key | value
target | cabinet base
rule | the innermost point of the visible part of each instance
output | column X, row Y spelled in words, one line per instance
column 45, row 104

________________

▶ [Task goal]
Reproduce each of the lines above verbatim, in the order given.

▶ [Solution to this exercise]
key | value
target | cabinet base
rule | the innermost point of the visible part of each instance
output | column X, row Y spelled in words, one line per instance
column 45, row 104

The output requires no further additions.